Text >>
Let’s have a look at each from different angles.

The first type of company producing products is somewhat unique, as there is not one, single client that determines the requirements. They need to rely on Product Managers or other staff who can guess or work out that there is a target audience who’s likely to use and/or buy their software. Anticipating what the market needs determines the requirements.
Many products, when selling well, will have several versions and releases. That’s good news for the automation people as products often need to be regression tested for a variety of platforms, i.e. different operating systems, hardware configurations, or when new functionality is added over time. The quality necessary for their products depends on the market they’re selling to.

The second type is very much focussed on the one client they’re selling to. What’s in the contract will get built (and tested if the contract specifies it). What’s not in the contract depends on the good will of the consultancy. If a client just spent £3M with you and you wave the contract instead of adding a 2 day RFC that’s probably the last big contract your company got.
Automated regression testing depends wholly on the client – have they specified that they want it, is the application large enough to warrant it for just the one version, are there likely to be more version of the software and contracts coming in from the client? Then it might make sense building something automated, otherwise forget it, time is money in this setup.

The hybrid company is closer to the Consultancy but with the added complication that now there is third party code to be considered for testing. More often than not that has already been tested but one has to be careful to exclude functions as they may be used differently in the context of the re-developed/configured new solution.

The in-house development test efforts very much depend on the company, however there usually are requirements that have been developed by internal groups. This type is usually similar to the Product companies in that software developed is there to stay for probably more than one version. That means more effort can be spent on testing it properly and with a long term view.

To come back to the need for confirmation – if you’re working in some sort of Consultancy, traceability is a no brainer. You’ll need to confirm that what your company is delivering is adhering to the requirements that were set out – and by extension that you fulfil the contract. From the Consultancy point of view satisfying the contract has to come first, otherwise the business would leave itself wide open to being sued or just not paid for breaching the contract. So once the confirmation is out of the way there might or might not be time to test the application in detail.

Provided records >>
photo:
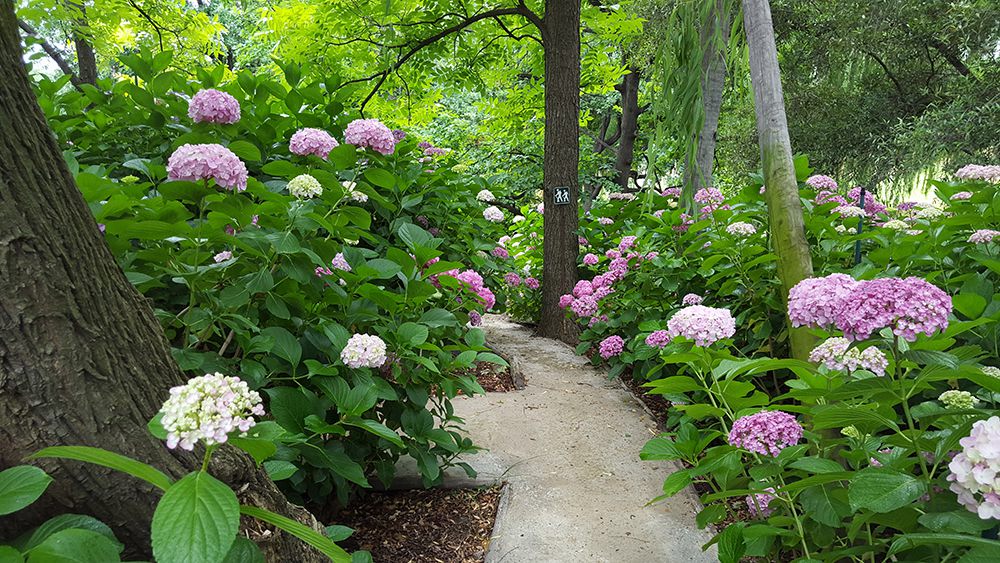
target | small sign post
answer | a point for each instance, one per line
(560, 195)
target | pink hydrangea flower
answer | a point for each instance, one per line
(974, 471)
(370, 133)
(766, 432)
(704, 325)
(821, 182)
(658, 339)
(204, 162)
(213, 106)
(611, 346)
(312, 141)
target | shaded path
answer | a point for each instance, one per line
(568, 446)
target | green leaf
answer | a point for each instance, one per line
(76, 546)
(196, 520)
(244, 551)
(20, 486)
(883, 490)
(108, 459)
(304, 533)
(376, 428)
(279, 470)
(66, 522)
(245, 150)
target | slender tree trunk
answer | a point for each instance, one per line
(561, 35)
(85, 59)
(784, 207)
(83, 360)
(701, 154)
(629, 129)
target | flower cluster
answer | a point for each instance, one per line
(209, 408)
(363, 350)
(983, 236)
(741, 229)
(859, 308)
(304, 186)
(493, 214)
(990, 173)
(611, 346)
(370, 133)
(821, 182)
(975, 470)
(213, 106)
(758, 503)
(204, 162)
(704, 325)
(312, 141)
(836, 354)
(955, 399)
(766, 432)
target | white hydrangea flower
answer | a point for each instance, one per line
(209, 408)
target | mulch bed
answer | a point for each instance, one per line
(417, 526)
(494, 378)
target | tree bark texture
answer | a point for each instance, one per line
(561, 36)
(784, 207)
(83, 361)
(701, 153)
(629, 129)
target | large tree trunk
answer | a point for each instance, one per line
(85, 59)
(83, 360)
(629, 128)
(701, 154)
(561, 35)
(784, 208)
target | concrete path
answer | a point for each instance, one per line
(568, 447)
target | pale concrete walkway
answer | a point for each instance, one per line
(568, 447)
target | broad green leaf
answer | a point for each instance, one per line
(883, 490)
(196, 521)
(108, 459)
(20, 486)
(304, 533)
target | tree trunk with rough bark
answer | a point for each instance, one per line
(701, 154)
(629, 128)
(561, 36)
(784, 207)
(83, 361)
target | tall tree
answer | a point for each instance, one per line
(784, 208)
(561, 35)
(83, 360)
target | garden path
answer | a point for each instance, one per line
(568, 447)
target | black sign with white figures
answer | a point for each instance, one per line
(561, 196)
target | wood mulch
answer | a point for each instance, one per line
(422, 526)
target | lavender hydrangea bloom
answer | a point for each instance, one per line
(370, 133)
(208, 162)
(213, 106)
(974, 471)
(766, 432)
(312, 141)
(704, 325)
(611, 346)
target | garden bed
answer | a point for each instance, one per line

* * *

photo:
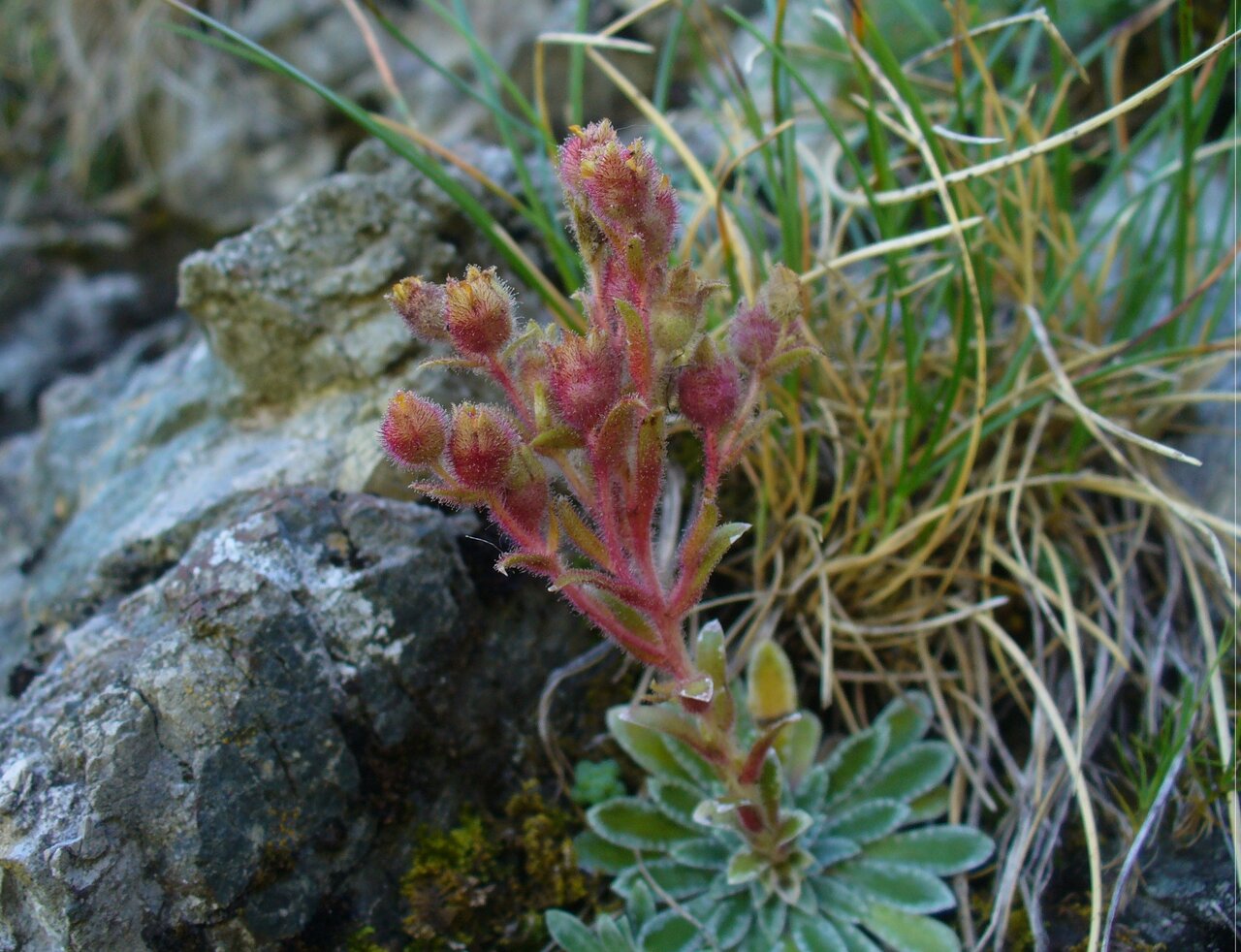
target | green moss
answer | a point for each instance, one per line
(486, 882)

Exercise 1 >> Gather every line of the records that contains the word "white", matching case exactly.
Exercise 2 >> Extend the passage on software testing in different types of companies, beginning right after its final sentence.

Exercise answer 1 >>
target | white hydrangea flower
target | black sign with white figures

Exercise answer 2 >>
If you’re working in a product company or in-house development effort it’s a bit different. There are other factors to consider though. Are there any legal requirements to adhere to certain standards? Does the software need to be certified against particular standards? GLP or GCP comes to mind. Traceability is maybe not so important in this setup compared to the Consultancies, unless the PM or project owners insists on it, I’d argue out of the false hope that the system will then actually deliver what was expected when the requirements were written.

There was an argument on one of the LinkedIn groups if checking/testing against requirements is a hoax or if it adds value. As always, the answer is, it depends. If you have a 1:1 relationship of tests vs requirements I’d say it’s a hoax. All requirements need more than one simple test. So saying that a particular requirement has been tested against, then ticking the box, fine, that’s implemented is giving a wrong picture.
Imagine you have a requirements that says that you need to have several user roles in the system. Would you confirm that with one single check? You could, but would it actually give you the information and confidence in the application that the stakeholders ask us to provide? I don’t think so. Why artificially tick a box and say, yes, there are several user roles in the system if you’re telling a white lie if you haven’t tested the around that requirement?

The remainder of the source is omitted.